Showing posts with label Morena Baccarin. Show all posts
Showing posts with label Morena Baccarin. Show all posts

Monday, 11 May 2026

Movie Review: Greenland 2: Migration (2026)


Genre: Apocalyptic Thriller  
Director: Ric Roman Waugh  
Starring: Gerard Butler, Morena Baccarin  
Running Time: 98 minutes  

Synopsis: A comet strike has wiped out most life on Earth. John Garrity (Gerard Butler), his wife Allison (Morena Baccarin), and son Nathan have been living in a Greenland bunker with other survivors for five years. But now seismic activity destroys the bunker, forcing the Garritys to flee. They travel by sea and land to Liverpool, where an old family friend is running a shelter, then onto France, where rumours are circulating that life is resprouting at the main comet crater site.

What Works Well: Gerard Butler's grizzled never-give-up attitude rescues a few moments. 

What Does Not Work As Well: More of a filmed video game than a serious movie, this unnecessary sequel is a listless and repetitive adventure where the Garrity family faces a frantic existential crisis (a planet convulsion, a human threat, or a plain old obstacle course) every 10 minutes. The special effects are cheesy and overcooked, the aesthetics grimy, the logic absent (everyone looks remarkably healthy given the absence of food and water; gasoline, bullets, and functional armaments seem plentiful), and the science ridiculous.

DATA EXTRACT:
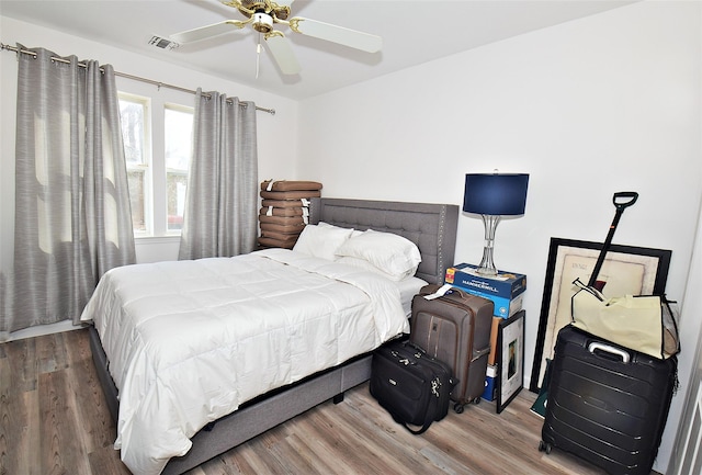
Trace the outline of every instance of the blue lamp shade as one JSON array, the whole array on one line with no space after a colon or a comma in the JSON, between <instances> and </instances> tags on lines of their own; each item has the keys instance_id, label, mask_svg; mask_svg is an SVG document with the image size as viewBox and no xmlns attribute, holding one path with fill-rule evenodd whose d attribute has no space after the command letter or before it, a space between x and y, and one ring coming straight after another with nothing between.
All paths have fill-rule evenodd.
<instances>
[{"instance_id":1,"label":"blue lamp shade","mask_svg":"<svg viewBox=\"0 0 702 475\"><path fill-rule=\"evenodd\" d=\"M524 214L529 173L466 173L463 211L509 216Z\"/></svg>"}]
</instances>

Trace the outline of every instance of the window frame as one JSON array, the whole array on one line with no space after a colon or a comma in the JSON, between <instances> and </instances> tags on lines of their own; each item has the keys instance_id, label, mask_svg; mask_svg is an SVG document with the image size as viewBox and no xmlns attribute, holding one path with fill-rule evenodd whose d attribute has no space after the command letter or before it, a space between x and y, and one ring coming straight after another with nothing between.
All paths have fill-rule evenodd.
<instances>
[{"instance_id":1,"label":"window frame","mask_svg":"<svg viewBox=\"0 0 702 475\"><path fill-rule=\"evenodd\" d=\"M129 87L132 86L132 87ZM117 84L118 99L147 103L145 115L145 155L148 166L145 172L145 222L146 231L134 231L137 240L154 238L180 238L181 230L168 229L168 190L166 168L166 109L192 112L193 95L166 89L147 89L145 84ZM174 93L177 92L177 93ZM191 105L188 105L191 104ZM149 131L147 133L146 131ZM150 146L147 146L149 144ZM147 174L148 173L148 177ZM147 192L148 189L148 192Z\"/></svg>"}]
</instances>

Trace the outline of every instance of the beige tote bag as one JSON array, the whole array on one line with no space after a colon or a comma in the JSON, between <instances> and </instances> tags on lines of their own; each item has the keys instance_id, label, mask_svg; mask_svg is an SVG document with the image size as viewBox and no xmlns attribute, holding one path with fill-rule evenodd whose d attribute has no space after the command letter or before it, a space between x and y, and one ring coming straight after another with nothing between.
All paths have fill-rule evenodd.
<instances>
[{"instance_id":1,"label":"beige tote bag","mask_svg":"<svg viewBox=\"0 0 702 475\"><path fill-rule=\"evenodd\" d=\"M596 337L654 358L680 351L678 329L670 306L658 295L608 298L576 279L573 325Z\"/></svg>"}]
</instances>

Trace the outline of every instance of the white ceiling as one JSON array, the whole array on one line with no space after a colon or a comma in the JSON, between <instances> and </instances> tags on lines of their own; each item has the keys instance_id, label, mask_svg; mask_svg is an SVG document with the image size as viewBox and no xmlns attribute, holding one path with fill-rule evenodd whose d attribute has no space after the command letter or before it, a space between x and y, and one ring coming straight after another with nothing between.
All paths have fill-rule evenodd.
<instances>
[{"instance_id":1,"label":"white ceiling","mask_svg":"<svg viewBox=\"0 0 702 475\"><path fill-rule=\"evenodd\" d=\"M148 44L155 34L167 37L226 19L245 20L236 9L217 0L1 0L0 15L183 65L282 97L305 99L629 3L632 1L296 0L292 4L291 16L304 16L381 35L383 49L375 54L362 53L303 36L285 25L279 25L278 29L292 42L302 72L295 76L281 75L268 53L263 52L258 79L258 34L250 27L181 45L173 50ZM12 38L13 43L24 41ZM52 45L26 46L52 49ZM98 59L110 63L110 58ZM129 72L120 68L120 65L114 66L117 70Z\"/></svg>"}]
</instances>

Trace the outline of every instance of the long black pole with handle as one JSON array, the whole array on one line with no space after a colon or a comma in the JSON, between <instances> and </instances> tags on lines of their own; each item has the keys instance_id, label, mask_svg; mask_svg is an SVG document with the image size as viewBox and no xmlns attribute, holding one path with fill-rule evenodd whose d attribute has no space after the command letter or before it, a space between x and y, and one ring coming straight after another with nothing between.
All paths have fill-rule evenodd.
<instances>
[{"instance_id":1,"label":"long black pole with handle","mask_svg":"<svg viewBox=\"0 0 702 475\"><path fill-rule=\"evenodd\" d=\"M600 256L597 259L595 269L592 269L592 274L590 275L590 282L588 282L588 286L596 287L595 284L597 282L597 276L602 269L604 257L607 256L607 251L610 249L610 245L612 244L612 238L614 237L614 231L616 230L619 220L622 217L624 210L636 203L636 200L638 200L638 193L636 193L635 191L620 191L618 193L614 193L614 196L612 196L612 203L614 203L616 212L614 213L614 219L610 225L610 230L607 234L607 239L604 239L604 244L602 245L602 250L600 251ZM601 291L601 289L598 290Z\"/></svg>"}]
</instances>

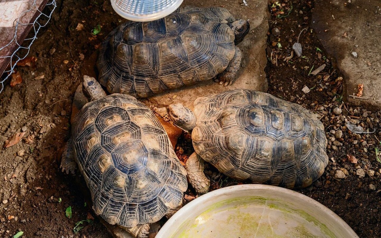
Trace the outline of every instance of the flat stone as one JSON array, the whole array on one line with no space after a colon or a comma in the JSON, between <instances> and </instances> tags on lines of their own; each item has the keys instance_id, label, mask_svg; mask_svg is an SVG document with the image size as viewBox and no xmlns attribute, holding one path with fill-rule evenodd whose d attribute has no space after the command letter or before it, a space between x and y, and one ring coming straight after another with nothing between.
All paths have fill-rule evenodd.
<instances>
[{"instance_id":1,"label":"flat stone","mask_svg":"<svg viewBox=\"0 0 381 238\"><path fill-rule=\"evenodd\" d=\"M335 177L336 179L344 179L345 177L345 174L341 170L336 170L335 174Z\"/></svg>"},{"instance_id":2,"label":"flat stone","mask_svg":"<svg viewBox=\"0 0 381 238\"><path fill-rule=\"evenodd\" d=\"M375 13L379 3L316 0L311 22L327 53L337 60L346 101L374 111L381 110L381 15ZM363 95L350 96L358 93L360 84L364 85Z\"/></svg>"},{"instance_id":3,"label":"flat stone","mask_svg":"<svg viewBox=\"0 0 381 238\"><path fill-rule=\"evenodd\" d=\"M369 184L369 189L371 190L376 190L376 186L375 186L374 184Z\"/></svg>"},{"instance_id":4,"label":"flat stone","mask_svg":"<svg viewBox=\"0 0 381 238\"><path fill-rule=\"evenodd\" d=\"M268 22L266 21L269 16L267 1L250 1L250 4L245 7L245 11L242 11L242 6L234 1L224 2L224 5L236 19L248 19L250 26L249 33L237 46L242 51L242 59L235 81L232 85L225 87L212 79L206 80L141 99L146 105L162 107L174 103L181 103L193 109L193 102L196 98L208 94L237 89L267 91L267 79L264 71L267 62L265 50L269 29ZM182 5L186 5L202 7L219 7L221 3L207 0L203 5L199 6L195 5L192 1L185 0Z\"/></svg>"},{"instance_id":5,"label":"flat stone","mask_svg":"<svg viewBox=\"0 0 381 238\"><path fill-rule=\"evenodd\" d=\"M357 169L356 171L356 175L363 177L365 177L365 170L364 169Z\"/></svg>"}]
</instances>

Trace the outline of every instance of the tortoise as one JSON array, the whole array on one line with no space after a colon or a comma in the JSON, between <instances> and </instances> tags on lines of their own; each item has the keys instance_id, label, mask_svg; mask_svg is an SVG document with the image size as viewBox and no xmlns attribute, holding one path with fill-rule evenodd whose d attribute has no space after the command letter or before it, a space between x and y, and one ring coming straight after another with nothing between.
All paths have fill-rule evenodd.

WHAT TO DO:
a) According to the movie review of Greenland 2: Migration, how long has the Garrity family been living in the Greenland bunker?
b) Extend the movie review of Greenland 2: Migration, picking up right after its last sentence.
The data stands apart from the movie review and is separate material.

ANSWERS:
a) Five years.

b)
Key Quote:
John (to Ally): I promise you...I'm going to get you to the crater.



All Ace Black Movie Blog reviews are here.

Saturday, 31 January 2026

Movie Review: Fast Charlie (2023)


Genre: Action  
Director: Phillip Noyce  
Starring: Pierce Brosnan, Morena Baccarin, James Caan  
Running Time: 90 minutes  

Synopsis: In Biloxi, Mississippi, Charlie Swift (Pierce Brosnan) is a hitman and fixer for crime boss Stan (James Caan). A hit on low-level criminal Rollo goes a bit wrong, but allows Charlie to connect with Rollo's ex-wife Marcie (Morena Baccarin), a taxidermist. Meanwhile New Orleans crime boss Beggar (Gbenga Akinnagbe) moves in on Stan's turf, leaving many dead bodies behind. Charlie vows revenge, and learns that Beggar is desperate to recover incriminating evidence hidden by Rollo.

What Works Well: Pierce Brosnan cuts through the action with effortless confidence, and a few moments of viciously dark humour deliver an effective punch. The production values are decent, and the energy level sustained. Charlie's narrated philosophy is better than it needs to be, as is the jagged romance that he develops with Marcie.

What Does Not Work As Well: This is stock hitman's revenge material straight from the generica action file, with an auto-pilot plot that cannot survive any level of scrutiny. Multiple violent murders never seem to trouble any enforcement authorities, a compact disc is still considered a relevant MacGuffin, a large amount of cash is stored in a small flimsy box, barely defined allies pop up to save Charlie at the most opportune moments, and all of the bad guys disappear when convenient. 

Key Quote:
Charlie: It is not really letting go of the past that sticks with you. It's coming to terms with letting go of the future that will never be. 



All Ace Black Movie Blog reviews are here.

Wednesday, 20 August 2025

Movie Review: The Good House (2021)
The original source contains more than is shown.